(Stored rows):
* * *

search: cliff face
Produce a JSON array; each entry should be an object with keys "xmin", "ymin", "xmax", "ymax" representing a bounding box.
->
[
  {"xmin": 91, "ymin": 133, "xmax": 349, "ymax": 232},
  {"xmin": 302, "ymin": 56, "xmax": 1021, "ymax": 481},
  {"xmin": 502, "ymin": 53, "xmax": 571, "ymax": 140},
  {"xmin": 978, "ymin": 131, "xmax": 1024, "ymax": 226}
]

* * *

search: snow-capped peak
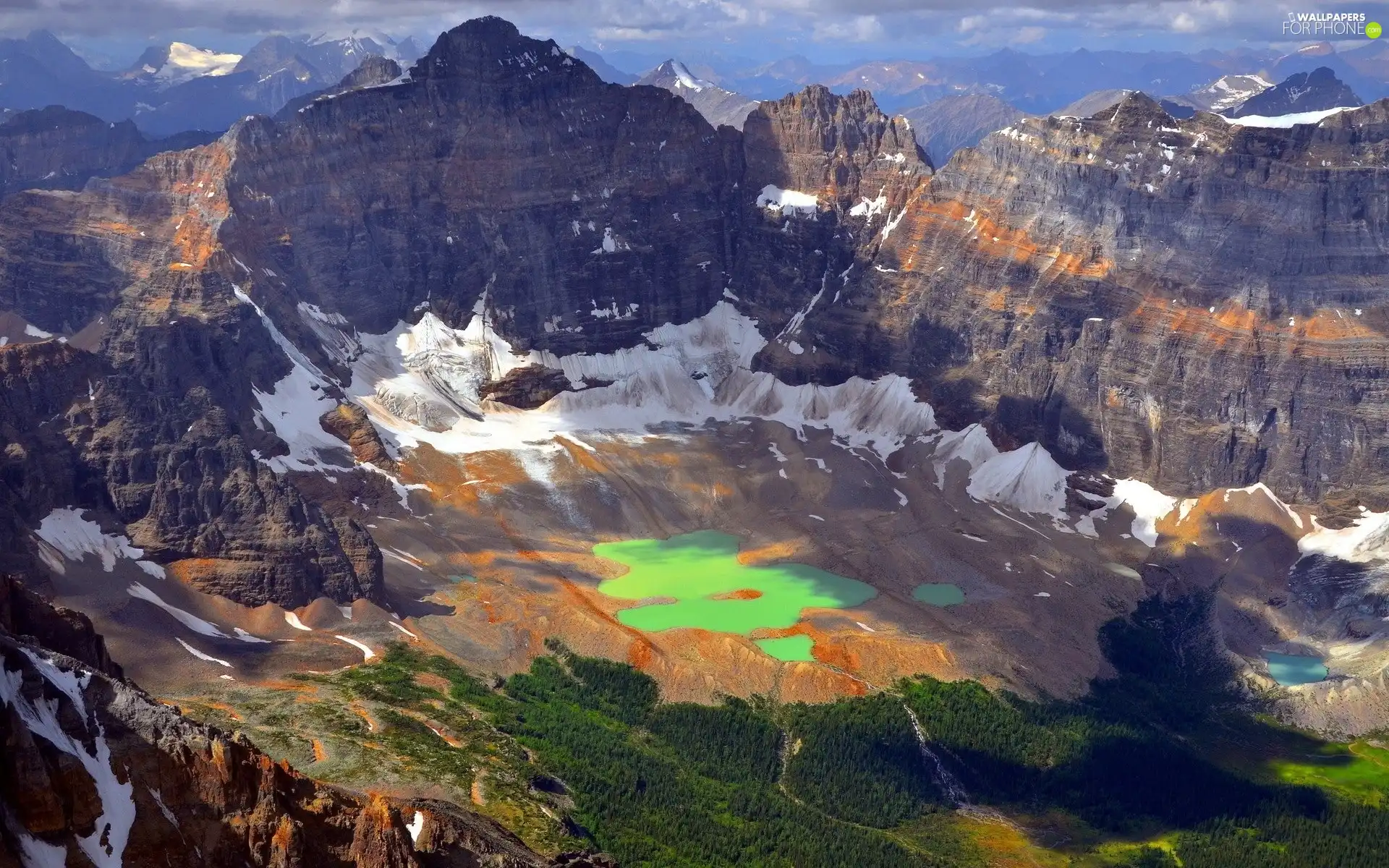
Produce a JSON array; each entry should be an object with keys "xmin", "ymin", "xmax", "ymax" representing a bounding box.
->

* * *

(Task requirements): How many lines above contain the string "xmin"? Reply with only the number.

(In response): 6